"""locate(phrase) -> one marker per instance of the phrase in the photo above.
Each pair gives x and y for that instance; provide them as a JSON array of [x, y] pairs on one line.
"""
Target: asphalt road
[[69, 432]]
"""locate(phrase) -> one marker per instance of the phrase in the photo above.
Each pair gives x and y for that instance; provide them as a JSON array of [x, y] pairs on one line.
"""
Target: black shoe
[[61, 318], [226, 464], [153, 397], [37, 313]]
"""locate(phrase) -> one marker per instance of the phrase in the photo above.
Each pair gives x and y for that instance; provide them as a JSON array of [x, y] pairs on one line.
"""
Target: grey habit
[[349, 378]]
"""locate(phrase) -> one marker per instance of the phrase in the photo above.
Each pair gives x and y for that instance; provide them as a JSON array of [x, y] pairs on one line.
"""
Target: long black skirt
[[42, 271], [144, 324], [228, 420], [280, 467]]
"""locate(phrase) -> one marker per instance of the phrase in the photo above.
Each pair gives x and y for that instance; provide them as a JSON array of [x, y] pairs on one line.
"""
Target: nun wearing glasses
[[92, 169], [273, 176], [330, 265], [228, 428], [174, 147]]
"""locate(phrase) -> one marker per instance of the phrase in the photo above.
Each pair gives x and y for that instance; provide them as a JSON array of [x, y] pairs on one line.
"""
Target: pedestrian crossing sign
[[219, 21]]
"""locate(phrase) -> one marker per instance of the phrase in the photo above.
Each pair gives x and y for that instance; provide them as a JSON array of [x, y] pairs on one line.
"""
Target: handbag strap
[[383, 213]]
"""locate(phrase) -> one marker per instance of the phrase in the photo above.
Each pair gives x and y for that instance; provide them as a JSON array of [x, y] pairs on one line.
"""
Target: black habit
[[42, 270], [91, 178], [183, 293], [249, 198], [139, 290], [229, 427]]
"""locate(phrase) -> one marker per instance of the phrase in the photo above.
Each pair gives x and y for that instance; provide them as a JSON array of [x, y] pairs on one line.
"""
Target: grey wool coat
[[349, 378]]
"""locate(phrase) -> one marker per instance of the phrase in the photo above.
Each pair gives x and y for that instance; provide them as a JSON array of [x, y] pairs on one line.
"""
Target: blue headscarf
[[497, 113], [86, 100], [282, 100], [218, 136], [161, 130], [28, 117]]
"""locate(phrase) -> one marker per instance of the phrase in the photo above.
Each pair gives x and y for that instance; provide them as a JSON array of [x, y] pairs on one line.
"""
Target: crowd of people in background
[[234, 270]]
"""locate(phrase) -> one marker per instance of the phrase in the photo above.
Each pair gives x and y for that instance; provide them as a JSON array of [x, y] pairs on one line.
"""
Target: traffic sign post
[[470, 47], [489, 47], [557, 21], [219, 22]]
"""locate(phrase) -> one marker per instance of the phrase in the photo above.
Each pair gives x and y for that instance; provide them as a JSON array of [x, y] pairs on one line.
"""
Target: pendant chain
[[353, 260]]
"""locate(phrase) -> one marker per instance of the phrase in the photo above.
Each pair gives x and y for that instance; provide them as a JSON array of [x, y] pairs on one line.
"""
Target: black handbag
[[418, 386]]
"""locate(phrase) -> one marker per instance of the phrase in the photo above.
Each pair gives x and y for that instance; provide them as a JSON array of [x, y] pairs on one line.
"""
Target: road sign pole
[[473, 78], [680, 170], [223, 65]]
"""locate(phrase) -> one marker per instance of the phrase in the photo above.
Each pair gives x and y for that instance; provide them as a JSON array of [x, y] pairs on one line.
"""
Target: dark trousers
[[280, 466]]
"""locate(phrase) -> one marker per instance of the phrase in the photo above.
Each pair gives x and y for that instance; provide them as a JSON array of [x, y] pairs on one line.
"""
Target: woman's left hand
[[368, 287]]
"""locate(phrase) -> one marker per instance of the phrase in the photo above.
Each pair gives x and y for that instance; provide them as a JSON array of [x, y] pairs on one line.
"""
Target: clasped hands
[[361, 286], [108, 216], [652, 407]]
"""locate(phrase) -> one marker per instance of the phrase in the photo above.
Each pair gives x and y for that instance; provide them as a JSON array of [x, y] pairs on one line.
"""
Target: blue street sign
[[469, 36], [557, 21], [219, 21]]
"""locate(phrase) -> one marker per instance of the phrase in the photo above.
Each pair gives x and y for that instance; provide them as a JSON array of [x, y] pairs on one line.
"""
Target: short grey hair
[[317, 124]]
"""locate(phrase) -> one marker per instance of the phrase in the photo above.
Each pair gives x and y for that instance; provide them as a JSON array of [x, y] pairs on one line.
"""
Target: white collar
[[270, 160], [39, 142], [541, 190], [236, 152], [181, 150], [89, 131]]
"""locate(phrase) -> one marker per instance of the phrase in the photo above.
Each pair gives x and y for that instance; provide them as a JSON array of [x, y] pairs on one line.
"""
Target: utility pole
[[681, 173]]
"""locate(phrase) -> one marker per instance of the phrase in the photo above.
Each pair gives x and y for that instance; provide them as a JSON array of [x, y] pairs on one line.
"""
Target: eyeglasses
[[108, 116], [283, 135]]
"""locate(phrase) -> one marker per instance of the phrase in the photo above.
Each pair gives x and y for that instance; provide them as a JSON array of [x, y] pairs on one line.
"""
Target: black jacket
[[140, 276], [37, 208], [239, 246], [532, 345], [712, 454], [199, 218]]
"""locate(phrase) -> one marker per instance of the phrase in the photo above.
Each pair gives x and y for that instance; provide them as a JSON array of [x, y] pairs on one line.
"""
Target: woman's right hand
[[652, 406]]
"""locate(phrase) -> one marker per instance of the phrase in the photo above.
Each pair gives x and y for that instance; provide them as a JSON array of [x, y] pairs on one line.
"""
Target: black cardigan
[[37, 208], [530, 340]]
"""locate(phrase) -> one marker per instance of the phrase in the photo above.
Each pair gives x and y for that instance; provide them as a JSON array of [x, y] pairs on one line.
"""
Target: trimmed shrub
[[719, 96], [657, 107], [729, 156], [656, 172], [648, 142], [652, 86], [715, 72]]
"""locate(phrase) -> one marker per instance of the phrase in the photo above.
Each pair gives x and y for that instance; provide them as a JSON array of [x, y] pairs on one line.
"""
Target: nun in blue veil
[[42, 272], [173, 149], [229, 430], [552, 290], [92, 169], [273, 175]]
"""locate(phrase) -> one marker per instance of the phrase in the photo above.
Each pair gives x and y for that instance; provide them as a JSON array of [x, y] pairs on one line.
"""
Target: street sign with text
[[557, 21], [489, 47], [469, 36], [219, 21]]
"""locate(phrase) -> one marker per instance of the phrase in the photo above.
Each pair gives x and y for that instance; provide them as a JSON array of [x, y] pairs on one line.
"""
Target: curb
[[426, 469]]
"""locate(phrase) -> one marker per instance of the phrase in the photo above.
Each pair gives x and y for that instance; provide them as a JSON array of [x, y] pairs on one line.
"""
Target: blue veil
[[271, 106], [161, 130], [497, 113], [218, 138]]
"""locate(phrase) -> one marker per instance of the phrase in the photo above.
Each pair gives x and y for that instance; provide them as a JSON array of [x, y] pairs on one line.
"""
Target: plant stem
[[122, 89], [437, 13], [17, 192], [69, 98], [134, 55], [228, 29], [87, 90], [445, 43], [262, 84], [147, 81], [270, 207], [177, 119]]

════════════════════

**Exercise details**
Update all of the material above by replacing each "Target" with "Query" and leaving everything else unchanged.

**Final result**
"""locate(phrase) -> one marker per instance of the phrase in the photo above.
Each pair gives x and y for that instance; provide them as a JSON array of [x, y] pairs on one line.
"""
Query: asphalt road
[[69, 432]]
"""locate(phrase) -> one marker per instance of the phrase in the photo above.
Each pair gives x and y for that instance; provide them as a JSON array of [x, y] pairs on one line.
"""
Query: black shoe
[[61, 318], [226, 464], [153, 397], [37, 313]]
"""locate(phrase) -> one marker per instance of the phrase in the photo above.
Each pair gives x and y for that instance; provide them as a JSON array of [x, y] pairs on one line.
"""
Query: grey habit
[[349, 378]]
"""locate(phrase) -> one marker per instance of the phrase in the photo above.
Each pair gives x and y for that instance; provide them as a JSON array of [x, y] pairs on one line.
"""
Query: long black skirt
[[42, 271], [144, 324], [228, 420], [280, 467]]
"""locate(phrase) -> one marker per instance of the phrase in the photo above.
Each pair gives x and y for that instance; provide them as a JSON array of [x, y] pairs on one line.
"""
Query: nun wearing glasses
[[92, 169], [273, 176], [330, 265], [228, 428], [174, 147]]
"""locate(phrase) -> one marker per instance of the phrase in the photo above.
Each pair gives x and y for that instance; provide them as a JSON array of [x, y] pairs on one line.
"""
Query: pedestrian crossing sign
[[219, 21]]
"""locate(phrase) -> one marker per instance of the phrase in the photo above.
Each pair gives x and y for that instance; provide them as a JSON array of [x, y] pairs on one line.
"""
Query: handbag strap
[[383, 213]]
"""locate(phrase) -> one marker per instance of the phrase in the photo above.
Each pair gives x and y for that instance; provide them as a JSON array of [x, y] pairs on one line.
"""
Query: black habit
[[42, 270], [91, 178], [183, 293], [249, 198], [139, 290], [229, 427]]
"""locate(phrase) -> one marker per instance of the phrase in the photo above.
Each pair gives x and y for that instance; provide them as a JSON array of [x, y] pairs on one line.
"""
Query: grey wool coat
[[349, 378]]
"""locate(phrase) -> one marker per instance of the phrase in the photo above.
Each pair gives x and y for that instance; provide them as a JSON array of [x, y] pairs on one line.
"""
Query: blue headscarf
[[497, 113], [86, 100], [282, 100], [218, 136], [161, 130], [28, 117]]
"""locate(phrase) -> one marker per instance of the phrase in the photo above.
Each pair gives x and y for that instance; provide them as a JSON array of [x, y] pairs on one line.
"""
Query: crowd of people in background
[[234, 270]]
"""locate(phrase) -> one marker per instance of the phrase in the photo above.
Each pair gives x and y for that instance; provide them as a JSON array of [x, y] pairs on one line.
"""
Query: traffic sign post
[[470, 47], [489, 47], [557, 21], [219, 22]]
"""locate(phrase) -> one marker per instance of the phrase in the photo above.
Each pair gives x and y for that instance; provide them as a JSON array of [x, y] pairs on one line.
"""
Query: pendant chain
[[353, 260]]
"""locate(phrase) -> one marker per instance of the phrase in the photo above.
Each pair gives x and y for that instance; provide them as a JSON array of [x, y] pairs on one line.
"""
Query: black handbag
[[418, 386]]
"""locate(phrase) -> one marker per instance of the phrase in the photo above.
Each pair gives x and y for that instance; provide them as a JSON array of [x, y] pairs on one line.
"""
Query: road sign pole
[[473, 78], [680, 170], [223, 65]]
"""locate(phrase) -> one marker per instance of the phrase in the photo above.
Each pair gives x and y for that instance; provide them as a JSON array of [x, y] pairs on one line.
"""
Query: dark trousers
[[280, 466]]
"""locate(phrase) -> one marker per instance of the phrase in the photo above.
Each pair gives x and y for that instance; provide them as a JSON array of [x, y] pairs on one line.
"""
Query: woman's left hand
[[368, 287]]
"""locate(phrase) -> one marker per instance of the phrase in the photo above.
Each pair gives x and y for that instance; provide them as a JSON array of [x, y] pairs on one line.
"""
Query: clasped hands
[[361, 286], [108, 216], [652, 407]]
"""locate(phrase) -> one marker per instance of the phrase in the photo above.
Each pair gives x and y for that instance; provide them as a JSON array of [x, y] pairs on one line.
"""
Query: blue street sign
[[469, 36], [557, 21], [219, 21]]
"""locate(phrase) -> one marker per instance of the phrase in the photo above.
Each pair gives x and y for that instance; provide them as a JSON array of [x, y] pairs on one line.
"""
Query: short grey hair
[[317, 124]]
"""locate(phrase) -> one marker per instance of the phrase in the photo above.
Each pair gives x and y for that instance; provide them as a JSON array of [x, y] pairs on one line.
"""
Query: white collar
[[270, 160], [39, 142], [541, 190], [236, 152], [181, 150], [89, 131]]
"""locate(phrase) -> one marker per instance of the phrase in the photo above.
Each pair gives x and y for that instance; provide them as a JSON array of [x, y] pairs on one line.
"""
Query: utility pole
[[681, 173]]
"""locate(phrase) -> one marker per instance of the phrase in the photo above.
Each pair gives x and y for that instance; provide them as a JSON array of [x, y] pairs on one line.
"""
Query: eyeglasses
[[108, 116], [283, 135]]
"""locate(phrase) -> one marker per instance of the phrase in the photo above.
Each pair gives x and y for that instance; provide them as a JSON array of [x, y] pairs on one line.
"""
Query: black jacket
[[140, 276], [37, 208], [239, 246], [532, 345], [712, 454], [199, 218]]
"""locate(phrase) -> one marker per instance of the phrase in the photo above.
Each pair gives x and y for that instance; provide them as a JSON array of [x, y] pairs on one line.
"""
Query: woman's right hand
[[652, 406]]
"""locate(phrase) -> one marker per instance of the phrase in the photo above.
Each pair gives x and y for that instance; provide them as a JSON array of [x, y] pairs on one line.
"""
Query: black cardigan
[[37, 208], [530, 340]]
"""locate(phrase) -> one marker per instance of the phrase in the photo above.
Each pair gives x and y for that instance; provide them as a JSON array of [x, y] pairs on one line.
"""
Query: trimmed shrub
[[719, 96], [657, 107], [729, 156], [656, 172], [648, 142], [652, 86], [715, 72]]
"""locate(phrase) -> one marker per instance of the phrase in the photo above.
Each pair gives x and y for that instance; provide them as a JSON array of [x, y] pairs on one line.
"""
Query: nun in blue veil
[[42, 272], [173, 149], [229, 430], [552, 290], [92, 169], [273, 175]]
"""locate(phrase) -> one marker per instance of the phrase in the photo above.
Each pair gives x and y for that instance; provide them as a JSON array of [x, y] pairs on one line.
"""
Query: street sign with text
[[557, 21], [489, 47], [469, 36], [219, 21]]
"""locate(phrase) -> one marker per instance of the phrase in the photo above.
Each pair gives x and y for that instance; provide them as a JSON array of [x, y] pairs on one line.
"""
Query: curb
[[426, 469]]
"""locate(phrase) -> one marker per instance of the phrase in the photo above.
Each pair gives x and y for that instance; provide them as a JSON array of [x, y] pairs on one line.
"""
Query: blue veil
[[271, 106], [161, 130], [497, 113], [218, 138]]
"""locate(phrase) -> one marker per instance of the phrase in the photo above.
Each pair gives x and y for that instance; provide them as a JSON array of [x, y] pairs on one line.
"""
Query: plant stem
[[122, 89], [437, 13], [17, 192], [69, 98], [134, 55], [228, 29], [87, 90], [445, 43], [262, 84], [147, 81], [270, 207], [177, 119]]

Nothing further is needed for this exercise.